本文抜粋 -
◇ ◇ ◇ ◇

茨城県と栃木県の県境付近を走る真岡線は、のどかな田園風景を車窓から眺めたり、途中下車して伝統工芸を体験したり、地域の自然や文化を楽しむのにはうってつけのローカル線である。土曜と日曜、祝日に蒸気機関車が牽引する「SLもおか」に乗れば、さらに楽しい旅となる。

真岡線は、茨城県筑西市の下館駅と栃木県茂木町の茂木駅までの41.9kmを結ぶ路線である。その歴史は古く、1920年に全線が開通した。現在は栃木県や真岡市などの地方自治体、商工会議所、農協、銀行などが出資する第三セクター「真岡鐵道株式会社」によって運営されている。

真岡線では通常、下館駅と茂木駅とを約1時間15分でつなぐ1両編成の列車が運行されているが、観光の目玉として、毎週土曜と日曜、祝日には蒸気機関車が3両の客車を牽引する「SLもおか」が走っている。1994年から運行を開始したSLもおかは、下館駅と茂木駅の間を1日1往復しており、全国から多くの鉄道ファンを集めている。

非電化路線である真岡線には架線や架線柱がないため、車内から景色を見る時にも沿線から列車の撮影をする時にも視界を遮るものがない。鉄道の電化が進む以前の鉄道の姿を見ることができる点がSLもおかの魅力となり、沿線には望遠レンズカメラを構えた鉄道ファンがずらりと並ぶ。

「SLもおかは、日本で蒸気機関車が現役だった頃の時代を思い起こさせます。春には桜や菜の花、夏にはアジサイ、秋にはコスモスなどの花々が咲き、冬には雪化粧した景色の中を走ります。真岡線では、のどかな雰囲気の中で、ゆったりとした旅を楽しむことができます」と真岡鐵道総務部の竹前直さんは言う。

真岡線の17の駅舎のほとんどは沿線の田園風景になじむ小さな無人駅であるが、真岡線の拠点駅である真岡駅はユニークな建物として知られる。1997年に改築された駅舎は4階建で蒸気機関車の形を模しており、正面と側面に大きな丸いガラス窓がデザインされている。真岡駅のすぐ隣には、真岡駅と同じく蒸気機関車の形を模した「SLキューロク館」がある。2013年に開館したSLキューロク館には、全国各地で活躍していた蒸気機関車やディーゼル動車などの列車が展示されている。北海道を走っていた1920年製造の「9600形」と、1938年製造の「D51形」の蒸気機関車は動態保存され、「9600形」は毎週土曜と日曜、祝日にそれぞれ1日3回、圧縮空気を動力源として、数十メートルの距離をデモンストレーションで運行する。

真岡線の沿線には、明治・大正時代の貴重な歴史的建築物群が現存する「久保記念観光文化交流館」、露天風呂を楽しめる「真岡井頭温泉」、新鮮な野菜や地元の農産物を使った加工食品を購入できる「道の駅もてぎ」など様々な観光地がある。特に人気が高いのは益子駅のある益子町である。質の良い陶土が産出される益子町は、江戸時代末期から益子焼の生産地として発展してきた。素朴で温もりある益子焼は主に、水瓶、壺、食器などの日用品として作られており、現在、町内には窯元が約250、陶器店は約50ある。ろくろを使った陶器づくりを気軽に体験できる窯元も多い。益子が特に大勢の来訪者でにぎわうのが、5月と11月に開催される益子陶器市である。通常の店舗に加え、500以上のテントが立ち並び、様々な陶器が販売されることもあり、計60万人以上が訪れる。

久保記念観光文化交流館で地域の歴史を学び、真岡井頭温泉の露天風呂でくつろぎ、道の駅もてぎでお土産を買い、益子で陶器づくりを体験し、白い煙を勢いよく吹き出し汽笛を響かせながら走る美しい蒸気機関車に乗れば、地域の魅力をたっぷり堪能できる旅となるだろう。

◇ ◇ ◇ ◇

(記録)
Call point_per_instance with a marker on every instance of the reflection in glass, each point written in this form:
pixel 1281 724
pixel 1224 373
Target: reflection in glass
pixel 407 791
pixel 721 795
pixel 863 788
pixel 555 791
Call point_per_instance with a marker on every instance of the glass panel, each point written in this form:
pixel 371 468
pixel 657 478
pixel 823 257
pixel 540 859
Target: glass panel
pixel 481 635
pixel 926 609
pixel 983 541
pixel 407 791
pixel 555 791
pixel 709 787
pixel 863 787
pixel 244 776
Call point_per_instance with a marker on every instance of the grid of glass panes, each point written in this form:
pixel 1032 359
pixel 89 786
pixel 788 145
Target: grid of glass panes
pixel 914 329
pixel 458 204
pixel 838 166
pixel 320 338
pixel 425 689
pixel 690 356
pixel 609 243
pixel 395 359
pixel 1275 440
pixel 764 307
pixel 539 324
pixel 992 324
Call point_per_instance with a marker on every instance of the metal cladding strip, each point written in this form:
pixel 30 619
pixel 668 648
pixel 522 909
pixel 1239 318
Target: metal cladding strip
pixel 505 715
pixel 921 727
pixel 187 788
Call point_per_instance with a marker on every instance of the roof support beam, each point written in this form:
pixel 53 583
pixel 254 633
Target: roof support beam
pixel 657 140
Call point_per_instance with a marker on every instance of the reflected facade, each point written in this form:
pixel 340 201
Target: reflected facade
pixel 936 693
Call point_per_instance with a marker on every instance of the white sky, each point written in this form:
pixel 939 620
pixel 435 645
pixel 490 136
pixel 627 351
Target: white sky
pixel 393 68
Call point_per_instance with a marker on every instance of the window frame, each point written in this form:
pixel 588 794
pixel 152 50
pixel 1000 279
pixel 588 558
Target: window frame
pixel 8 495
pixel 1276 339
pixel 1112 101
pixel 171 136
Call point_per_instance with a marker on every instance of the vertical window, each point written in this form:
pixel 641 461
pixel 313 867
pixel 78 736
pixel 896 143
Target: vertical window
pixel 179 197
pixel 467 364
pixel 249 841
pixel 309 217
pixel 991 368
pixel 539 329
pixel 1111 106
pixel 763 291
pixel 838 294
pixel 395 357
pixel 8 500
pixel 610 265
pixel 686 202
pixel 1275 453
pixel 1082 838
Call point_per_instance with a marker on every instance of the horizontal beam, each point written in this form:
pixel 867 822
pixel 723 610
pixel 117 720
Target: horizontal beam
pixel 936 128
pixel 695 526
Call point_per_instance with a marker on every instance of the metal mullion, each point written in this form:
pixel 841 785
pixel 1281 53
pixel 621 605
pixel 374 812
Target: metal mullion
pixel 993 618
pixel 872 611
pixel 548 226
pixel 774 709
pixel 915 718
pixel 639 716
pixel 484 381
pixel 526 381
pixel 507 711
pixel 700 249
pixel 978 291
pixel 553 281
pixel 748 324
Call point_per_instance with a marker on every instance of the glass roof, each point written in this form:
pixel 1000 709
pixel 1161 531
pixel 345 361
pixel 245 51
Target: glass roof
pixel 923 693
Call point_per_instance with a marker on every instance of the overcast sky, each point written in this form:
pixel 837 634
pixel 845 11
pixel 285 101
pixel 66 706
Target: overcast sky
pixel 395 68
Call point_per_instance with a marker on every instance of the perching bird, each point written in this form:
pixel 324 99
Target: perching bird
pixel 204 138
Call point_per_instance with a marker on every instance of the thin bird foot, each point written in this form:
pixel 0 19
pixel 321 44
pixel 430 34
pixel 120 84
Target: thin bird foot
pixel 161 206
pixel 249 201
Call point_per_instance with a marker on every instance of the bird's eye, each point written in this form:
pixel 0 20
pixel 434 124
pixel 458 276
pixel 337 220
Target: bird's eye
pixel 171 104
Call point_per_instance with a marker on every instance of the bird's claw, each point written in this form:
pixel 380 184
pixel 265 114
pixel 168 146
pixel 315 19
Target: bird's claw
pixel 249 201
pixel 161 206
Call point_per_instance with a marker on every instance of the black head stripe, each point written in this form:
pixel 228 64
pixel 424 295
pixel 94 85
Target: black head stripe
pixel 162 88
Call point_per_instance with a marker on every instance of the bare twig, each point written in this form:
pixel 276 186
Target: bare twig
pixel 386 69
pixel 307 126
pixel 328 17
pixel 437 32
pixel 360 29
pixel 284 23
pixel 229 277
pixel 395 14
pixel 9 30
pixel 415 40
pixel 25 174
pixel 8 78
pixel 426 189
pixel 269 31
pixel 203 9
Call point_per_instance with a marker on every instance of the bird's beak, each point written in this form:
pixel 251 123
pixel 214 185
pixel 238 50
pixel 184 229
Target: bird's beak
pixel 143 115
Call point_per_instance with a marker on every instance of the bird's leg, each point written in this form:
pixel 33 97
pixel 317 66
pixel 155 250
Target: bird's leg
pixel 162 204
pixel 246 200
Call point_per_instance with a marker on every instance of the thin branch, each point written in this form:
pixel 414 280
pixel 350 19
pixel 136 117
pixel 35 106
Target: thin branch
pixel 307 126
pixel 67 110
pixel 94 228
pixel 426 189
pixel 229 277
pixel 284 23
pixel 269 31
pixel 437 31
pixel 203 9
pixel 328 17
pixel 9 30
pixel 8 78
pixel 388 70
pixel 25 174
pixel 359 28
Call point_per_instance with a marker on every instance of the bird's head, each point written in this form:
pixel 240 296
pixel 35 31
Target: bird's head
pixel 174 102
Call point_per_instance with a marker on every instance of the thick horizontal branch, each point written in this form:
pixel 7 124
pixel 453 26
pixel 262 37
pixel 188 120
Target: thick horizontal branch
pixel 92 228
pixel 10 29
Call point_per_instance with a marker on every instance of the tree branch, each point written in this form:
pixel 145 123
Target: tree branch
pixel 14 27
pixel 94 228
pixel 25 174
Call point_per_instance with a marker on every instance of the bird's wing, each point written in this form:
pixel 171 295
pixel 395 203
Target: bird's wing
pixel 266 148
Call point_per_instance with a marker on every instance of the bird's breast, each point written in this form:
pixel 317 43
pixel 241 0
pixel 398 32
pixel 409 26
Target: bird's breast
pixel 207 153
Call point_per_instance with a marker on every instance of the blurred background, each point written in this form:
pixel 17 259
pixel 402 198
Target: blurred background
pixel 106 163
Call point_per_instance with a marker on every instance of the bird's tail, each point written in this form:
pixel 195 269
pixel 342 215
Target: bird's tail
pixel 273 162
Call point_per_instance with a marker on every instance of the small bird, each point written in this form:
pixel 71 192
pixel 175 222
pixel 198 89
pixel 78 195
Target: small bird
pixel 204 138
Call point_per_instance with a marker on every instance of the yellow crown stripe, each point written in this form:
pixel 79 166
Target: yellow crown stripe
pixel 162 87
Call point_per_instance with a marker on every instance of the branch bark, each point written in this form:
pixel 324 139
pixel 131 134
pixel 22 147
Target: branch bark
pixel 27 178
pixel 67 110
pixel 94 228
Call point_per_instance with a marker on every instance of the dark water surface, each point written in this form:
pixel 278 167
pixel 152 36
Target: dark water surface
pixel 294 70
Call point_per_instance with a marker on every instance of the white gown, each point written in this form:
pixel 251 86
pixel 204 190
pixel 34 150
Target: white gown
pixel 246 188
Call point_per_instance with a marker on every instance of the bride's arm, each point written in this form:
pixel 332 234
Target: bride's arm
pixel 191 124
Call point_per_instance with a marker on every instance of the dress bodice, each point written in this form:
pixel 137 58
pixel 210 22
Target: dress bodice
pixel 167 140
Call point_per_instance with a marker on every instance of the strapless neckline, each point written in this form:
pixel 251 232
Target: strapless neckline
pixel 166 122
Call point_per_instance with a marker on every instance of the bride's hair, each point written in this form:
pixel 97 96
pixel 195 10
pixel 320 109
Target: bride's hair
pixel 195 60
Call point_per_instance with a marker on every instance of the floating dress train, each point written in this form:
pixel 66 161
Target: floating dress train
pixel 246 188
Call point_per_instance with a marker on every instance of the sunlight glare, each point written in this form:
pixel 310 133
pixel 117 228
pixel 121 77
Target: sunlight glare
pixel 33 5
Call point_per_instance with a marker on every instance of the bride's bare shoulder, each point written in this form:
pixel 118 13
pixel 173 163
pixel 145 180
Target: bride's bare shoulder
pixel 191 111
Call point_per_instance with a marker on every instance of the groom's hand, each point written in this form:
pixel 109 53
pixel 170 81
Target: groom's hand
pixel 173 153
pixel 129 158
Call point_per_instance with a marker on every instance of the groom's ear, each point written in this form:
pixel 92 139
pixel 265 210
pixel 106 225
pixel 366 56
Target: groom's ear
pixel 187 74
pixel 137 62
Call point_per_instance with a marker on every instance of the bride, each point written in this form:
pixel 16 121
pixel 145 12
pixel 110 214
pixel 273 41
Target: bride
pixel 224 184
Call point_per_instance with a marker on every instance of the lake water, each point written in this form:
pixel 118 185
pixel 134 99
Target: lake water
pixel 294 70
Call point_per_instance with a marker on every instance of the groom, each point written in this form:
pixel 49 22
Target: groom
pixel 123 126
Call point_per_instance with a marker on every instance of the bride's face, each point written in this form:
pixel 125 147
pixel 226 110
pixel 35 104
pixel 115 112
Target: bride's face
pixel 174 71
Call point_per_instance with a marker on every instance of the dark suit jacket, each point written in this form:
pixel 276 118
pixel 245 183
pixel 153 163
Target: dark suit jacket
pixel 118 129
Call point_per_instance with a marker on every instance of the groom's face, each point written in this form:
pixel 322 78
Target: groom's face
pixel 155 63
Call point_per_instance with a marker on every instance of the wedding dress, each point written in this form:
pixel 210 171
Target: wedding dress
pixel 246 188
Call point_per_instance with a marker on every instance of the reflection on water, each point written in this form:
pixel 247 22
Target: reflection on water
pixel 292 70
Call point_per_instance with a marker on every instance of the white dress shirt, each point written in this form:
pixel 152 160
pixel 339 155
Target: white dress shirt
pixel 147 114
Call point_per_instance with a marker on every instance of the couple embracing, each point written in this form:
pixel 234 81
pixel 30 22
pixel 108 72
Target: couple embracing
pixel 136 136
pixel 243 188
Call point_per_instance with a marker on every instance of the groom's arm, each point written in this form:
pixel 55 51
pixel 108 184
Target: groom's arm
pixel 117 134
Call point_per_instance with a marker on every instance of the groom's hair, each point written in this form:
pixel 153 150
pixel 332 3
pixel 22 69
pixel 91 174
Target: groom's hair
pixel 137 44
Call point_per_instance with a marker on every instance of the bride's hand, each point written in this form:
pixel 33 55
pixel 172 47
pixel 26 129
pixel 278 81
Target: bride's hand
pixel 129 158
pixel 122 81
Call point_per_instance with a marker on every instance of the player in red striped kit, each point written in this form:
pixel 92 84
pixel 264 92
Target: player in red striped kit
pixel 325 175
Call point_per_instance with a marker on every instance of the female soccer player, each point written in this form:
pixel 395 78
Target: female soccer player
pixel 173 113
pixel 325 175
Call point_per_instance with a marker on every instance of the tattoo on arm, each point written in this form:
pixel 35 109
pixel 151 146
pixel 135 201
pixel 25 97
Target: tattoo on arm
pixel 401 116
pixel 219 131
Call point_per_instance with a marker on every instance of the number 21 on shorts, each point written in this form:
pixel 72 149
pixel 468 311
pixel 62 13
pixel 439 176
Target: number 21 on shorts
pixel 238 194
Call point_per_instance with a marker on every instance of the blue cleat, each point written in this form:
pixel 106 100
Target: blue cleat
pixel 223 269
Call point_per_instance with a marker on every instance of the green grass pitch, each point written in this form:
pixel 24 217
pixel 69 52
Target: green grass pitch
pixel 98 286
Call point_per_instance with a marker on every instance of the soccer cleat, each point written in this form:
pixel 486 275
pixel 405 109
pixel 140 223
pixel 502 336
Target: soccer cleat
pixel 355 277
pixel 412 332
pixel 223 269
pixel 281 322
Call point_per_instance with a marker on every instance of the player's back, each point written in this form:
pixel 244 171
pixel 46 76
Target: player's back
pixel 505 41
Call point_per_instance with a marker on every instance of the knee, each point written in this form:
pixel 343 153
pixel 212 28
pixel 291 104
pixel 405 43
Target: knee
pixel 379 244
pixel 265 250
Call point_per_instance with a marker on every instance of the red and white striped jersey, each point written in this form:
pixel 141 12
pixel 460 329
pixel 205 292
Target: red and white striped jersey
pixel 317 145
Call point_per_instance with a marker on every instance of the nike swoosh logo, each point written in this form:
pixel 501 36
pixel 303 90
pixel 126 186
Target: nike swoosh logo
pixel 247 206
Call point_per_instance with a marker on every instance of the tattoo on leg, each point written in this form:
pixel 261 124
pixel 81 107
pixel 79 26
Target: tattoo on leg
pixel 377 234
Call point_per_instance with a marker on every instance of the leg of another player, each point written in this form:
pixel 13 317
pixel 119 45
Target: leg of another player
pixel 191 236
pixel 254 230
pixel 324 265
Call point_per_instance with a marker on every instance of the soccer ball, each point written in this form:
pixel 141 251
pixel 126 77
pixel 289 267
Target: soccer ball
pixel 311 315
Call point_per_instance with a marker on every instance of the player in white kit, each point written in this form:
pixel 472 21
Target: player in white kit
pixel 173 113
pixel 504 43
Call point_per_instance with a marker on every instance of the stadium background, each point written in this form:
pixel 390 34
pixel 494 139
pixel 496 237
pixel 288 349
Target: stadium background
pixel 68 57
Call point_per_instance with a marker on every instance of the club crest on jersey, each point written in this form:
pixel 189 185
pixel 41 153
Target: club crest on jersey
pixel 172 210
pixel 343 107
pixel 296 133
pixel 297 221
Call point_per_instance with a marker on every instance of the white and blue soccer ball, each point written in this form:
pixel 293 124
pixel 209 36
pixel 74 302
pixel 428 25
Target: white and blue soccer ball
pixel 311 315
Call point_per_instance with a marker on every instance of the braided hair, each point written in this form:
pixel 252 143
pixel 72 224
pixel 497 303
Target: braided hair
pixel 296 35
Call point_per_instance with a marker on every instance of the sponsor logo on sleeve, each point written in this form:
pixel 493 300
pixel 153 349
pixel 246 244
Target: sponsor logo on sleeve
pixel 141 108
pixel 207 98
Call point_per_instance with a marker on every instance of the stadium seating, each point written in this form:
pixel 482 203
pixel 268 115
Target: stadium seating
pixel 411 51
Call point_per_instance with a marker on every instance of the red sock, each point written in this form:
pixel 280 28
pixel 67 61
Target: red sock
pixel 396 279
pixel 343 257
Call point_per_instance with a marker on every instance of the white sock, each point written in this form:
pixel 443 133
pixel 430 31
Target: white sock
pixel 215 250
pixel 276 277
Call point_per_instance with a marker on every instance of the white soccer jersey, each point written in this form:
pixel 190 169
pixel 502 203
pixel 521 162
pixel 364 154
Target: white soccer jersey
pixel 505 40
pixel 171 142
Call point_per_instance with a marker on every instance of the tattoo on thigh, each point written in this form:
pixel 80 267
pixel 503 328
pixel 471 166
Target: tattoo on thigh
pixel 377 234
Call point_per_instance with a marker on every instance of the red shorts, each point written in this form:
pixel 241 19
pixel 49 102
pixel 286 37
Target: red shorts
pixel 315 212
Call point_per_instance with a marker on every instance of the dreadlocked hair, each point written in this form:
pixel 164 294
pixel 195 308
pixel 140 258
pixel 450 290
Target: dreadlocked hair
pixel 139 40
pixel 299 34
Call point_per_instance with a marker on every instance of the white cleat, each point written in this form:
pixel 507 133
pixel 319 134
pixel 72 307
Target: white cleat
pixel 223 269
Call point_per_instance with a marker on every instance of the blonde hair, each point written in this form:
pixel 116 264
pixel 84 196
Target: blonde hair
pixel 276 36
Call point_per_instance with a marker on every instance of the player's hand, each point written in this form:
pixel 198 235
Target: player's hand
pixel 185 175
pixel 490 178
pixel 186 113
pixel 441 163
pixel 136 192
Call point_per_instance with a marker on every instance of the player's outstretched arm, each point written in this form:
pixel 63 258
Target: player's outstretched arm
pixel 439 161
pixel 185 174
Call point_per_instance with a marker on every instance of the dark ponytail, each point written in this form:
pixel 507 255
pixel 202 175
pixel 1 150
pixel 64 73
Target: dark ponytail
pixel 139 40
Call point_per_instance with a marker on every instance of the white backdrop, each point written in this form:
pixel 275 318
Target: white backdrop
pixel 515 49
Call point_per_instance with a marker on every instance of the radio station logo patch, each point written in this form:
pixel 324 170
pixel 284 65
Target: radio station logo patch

◇ ◇ ◇ ◇

課題 - 真岡線についての文章では、SLもおかは何年に運行を始めたとされているか。

回答 - 1994年。